**EXERCISE BRIEF:** Recast the items below as a single numbered list, one line per entry, and omit any blank lines.

**Location labeling records:**
* * *

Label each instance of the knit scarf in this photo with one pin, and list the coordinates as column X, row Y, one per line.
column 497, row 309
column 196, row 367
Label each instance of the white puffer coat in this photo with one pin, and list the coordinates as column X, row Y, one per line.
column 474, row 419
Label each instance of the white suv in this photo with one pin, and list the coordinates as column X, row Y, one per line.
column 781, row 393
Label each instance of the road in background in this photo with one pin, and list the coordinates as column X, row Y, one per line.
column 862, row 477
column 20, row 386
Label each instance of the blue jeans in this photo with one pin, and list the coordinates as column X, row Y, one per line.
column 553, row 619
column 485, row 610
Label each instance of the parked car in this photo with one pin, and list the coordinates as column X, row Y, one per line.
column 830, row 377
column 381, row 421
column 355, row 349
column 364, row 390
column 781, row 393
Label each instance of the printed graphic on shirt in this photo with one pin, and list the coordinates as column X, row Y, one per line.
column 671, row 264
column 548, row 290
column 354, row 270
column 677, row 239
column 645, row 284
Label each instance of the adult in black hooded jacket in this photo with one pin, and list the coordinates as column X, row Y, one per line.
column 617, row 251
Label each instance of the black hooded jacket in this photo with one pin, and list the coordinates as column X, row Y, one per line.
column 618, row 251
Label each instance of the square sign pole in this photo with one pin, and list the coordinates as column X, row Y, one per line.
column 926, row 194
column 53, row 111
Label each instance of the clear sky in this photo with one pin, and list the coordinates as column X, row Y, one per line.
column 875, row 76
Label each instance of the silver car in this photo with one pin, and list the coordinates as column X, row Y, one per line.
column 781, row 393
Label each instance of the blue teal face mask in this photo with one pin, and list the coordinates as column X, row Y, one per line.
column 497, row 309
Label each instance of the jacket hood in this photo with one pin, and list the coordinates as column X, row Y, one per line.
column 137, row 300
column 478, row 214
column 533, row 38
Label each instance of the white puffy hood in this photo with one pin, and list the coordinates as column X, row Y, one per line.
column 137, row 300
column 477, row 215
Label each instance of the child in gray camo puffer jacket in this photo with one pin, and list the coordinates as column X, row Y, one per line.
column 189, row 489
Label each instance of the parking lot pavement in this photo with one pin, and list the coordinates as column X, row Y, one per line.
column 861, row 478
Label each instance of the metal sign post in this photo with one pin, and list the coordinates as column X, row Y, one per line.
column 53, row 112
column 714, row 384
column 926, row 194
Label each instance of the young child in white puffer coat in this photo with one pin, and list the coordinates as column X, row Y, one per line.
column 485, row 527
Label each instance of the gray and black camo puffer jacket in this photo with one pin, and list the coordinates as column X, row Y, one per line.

* * *

**FINAL RESULT:**
1. Label each instance of the knit scarf in this photo with one pin, and list the coordinates as column X, row Y, one per line.
2. column 497, row 309
3. column 196, row 367
4. Label each instance of the white puffer coat in this photo with one pin, and list the coordinates as column X, row Y, one per line.
5. column 474, row 419
6. Label each instance of the white suv in this photo with one pin, and list the coordinates as column X, row Y, one per line.
7. column 781, row 393
8. Label each instance of the road in background in this photo with one pin, and list the coordinates as column X, row Y, one per line.
9. column 862, row 477
10. column 20, row 386
11. Label each instance of the blue jeans in this photo with one pin, and list the coordinates as column X, row Y, one per line.
12. column 553, row 619
13. column 485, row 610
14. Label each instance of the parked car in this photo with one pin, and list the coordinates as column X, row Y, one per line.
15. column 830, row 377
16. column 381, row 421
17. column 355, row 349
18. column 364, row 390
19. column 781, row 393
20. Label each instance of the printed graphic on shirt in this photo with one pin, and list the coordinates as column X, row Y, one per line.
21. column 671, row 264
22. column 548, row 290
23. column 354, row 270
24. column 677, row 239
25. column 645, row 284
26. Label each instance of the adult in black hooded jacket in this photo with one pin, and list the coordinates as column X, row Y, one per line.
27. column 617, row 251
28. Label each instance of the black hooded jacket in this photo with one pin, and list the coordinates as column X, row Y, one per line.
29. column 618, row 251
30. Label each instance of the square sign pole in this photo with one pin, and list the coordinates as column X, row Y, one per line.
31. column 926, row 194
32. column 53, row 111
33. Label each instance of the clear sky in this photo with one pin, and list the coordinates as column X, row Y, one per line.
34. column 875, row 76
35. Label each instance of the silver car in this photo with one pin, and list the coordinates as column X, row Y, one per line.
36. column 781, row 393
37. Label each instance of the blue teal face mask in this photo with one pin, and list the coordinates as column X, row Y, one per line.
38. column 497, row 309
39. Label each instance of the jacket hood in this photo with one pin, and list the coordinates as column X, row Y, one per line.
40. column 137, row 300
41. column 478, row 214
42. column 533, row 38
43. Label each instance of the white puffy hood in this photo with one pin, and list the coordinates as column X, row Y, one per line.
44. column 137, row 300
45. column 477, row 215
46. Label each instance of the child in gray camo puffer jacket in this photo with one pin, and list the coordinates as column X, row Y, one per line.
47. column 189, row 489
48. Label each instance of the parking lot pavement in this photo with one pin, and list the coordinates as column X, row Y, one per line.
49. column 861, row 478
50. Label each instance of the metal sign post in this photo with one pin, and list the coordinates as column X, row Y, one per line.
51. column 53, row 112
52. column 714, row 384
53. column 926, row 194
54. Label each instance of the young child in white puffer coat in this photo with one pin, and list the coordinates as column X, row Y, one per line.
55. column 485, row 527
56. Label each instance of the gray and black camo puffer jacket in this photo with one pin, and list the coordinates as column X, row Y, one per line.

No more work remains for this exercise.